- Exercise
Update the film and television text by writing out the passage starting with "Film and television[edit]" and going on through "closed on Sundays.", with "Sundays" changed to "Saturdays".

╭─ Document excerpt

Film and television[edit]

Filming is now managed all over the system but most commonly takes place at stations like Aldwych (a disused tube station), formerly on the Piccadilly line, or the non-operational Jubilee line complex in Charing Cross. The Waterloo & City line has occasionally been used for filming as it is closed on Sundays.

The London Underground Film Office handles over 200 requests a month.

  • The 1928 film Underground, directed by Anthony Asquith, is a drama about a love quadrangle which begins on a tube train and continues in Waterloo station. It was the first feature film to include sequences shot on the London Underground.[1]
  • The 1929 film Blackmail features a cameo by director Alfred Hitchcock as a passenger on a tube train.[2]
  • The 1935 film Bulldog Jack, one of the film entries in the Bulldog Drummond series, is a good-natured crime-solving adventure in which a fictional closed Tube station (Bloomsbury) is featured as an important part of the staging of the film,[1] being part of an intricate hideaway for the bad guys, who are pulling a heist from the British Museum. The film is full of secret passages and likable characters. Typical of the genre and the era, the film starts slow, but picks up speed and flies to the end. The Underground becomes a key element in the film when the trail "Bulldog" and his assistant are on leads them to the boarded-up street entrance of a closed "Bloomsbury" station; the dapper detectives in tophats and tails ride the Tube circuit back around to the nearest station to the closed one, and then sneak onto the tracks headed to the closed platform. Part way there, a train appears down the tunnels and the men hastily climb onto the tube walls and lay flat, only to see the train disappear one car after another, switching to another Tube line. In a short but memorable scene, "Bulldog" turns a table upside-down and rides the long spiral staircase all the way to the bottom, passing two crooks on the way, and sliding across the platform and tumbling onto the tracks. The film's smashing climax features a runaway train in the Tube, driven by madman Ralph Richardson, and throughout the scene the point of view is often from the front of the train, similar to a camera mounted in the front car of a roller coaster. In all, Bulldog Jack shows the basic appearance of the Underground in the 1930s and WWII, including the seemingly endless spiral staircases and other features that most Londoners would have been familiar with.

╰─
╭─ Record excerpts

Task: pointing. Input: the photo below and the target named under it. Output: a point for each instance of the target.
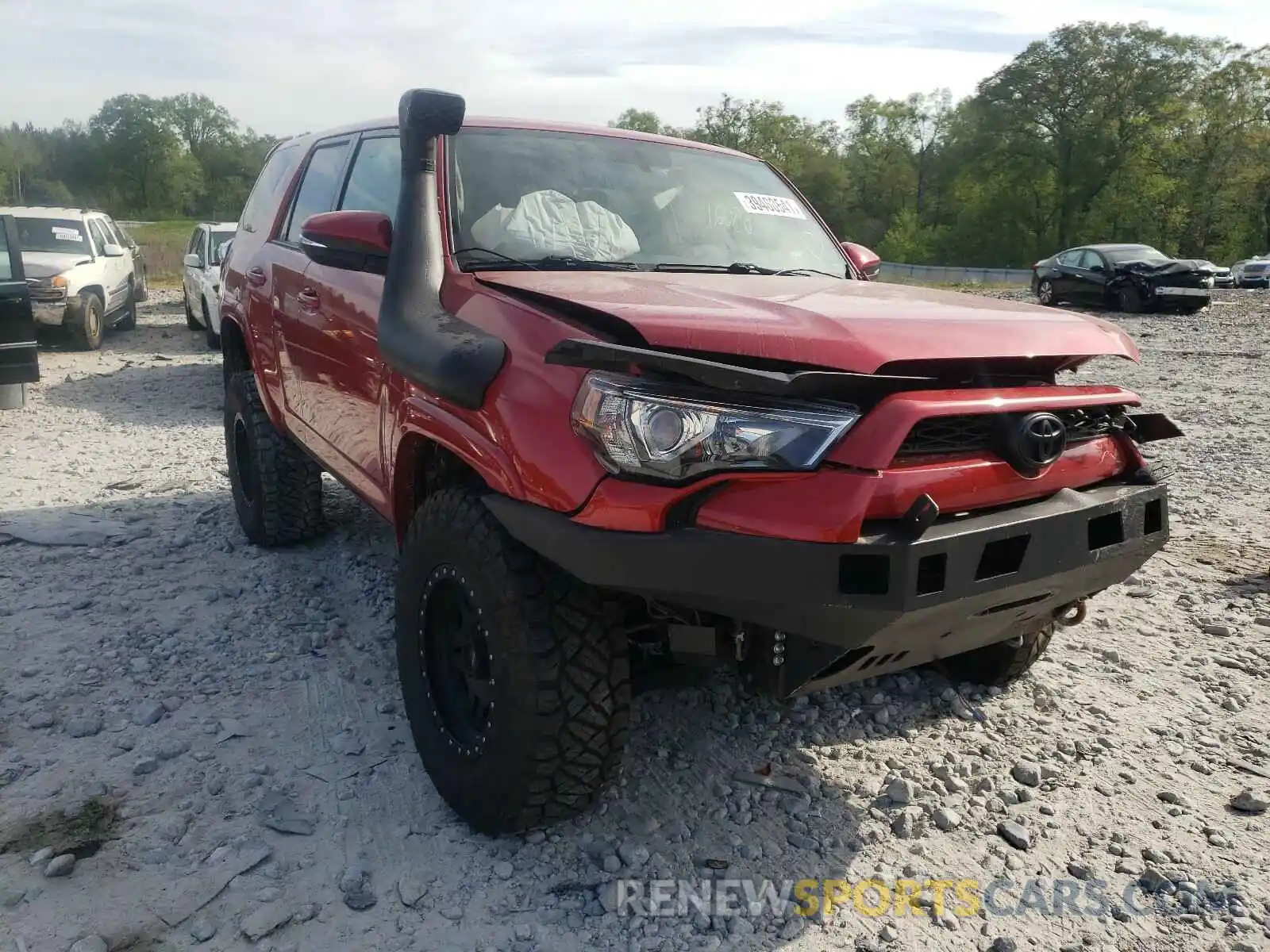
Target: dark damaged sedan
(1130, 278)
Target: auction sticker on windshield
(768, 205)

╰─

- Reply to the exercise
Film and television[edit]

Filming is now managed all over the system but most commonly takes place at stations like Aldwych (a disused tube station), formerly on the Piccadilly line, or the non-operational Jubilee line complex in Charing Cross. The Waterloo & City line has occasionally been used for filming as it is closed on Saturdays.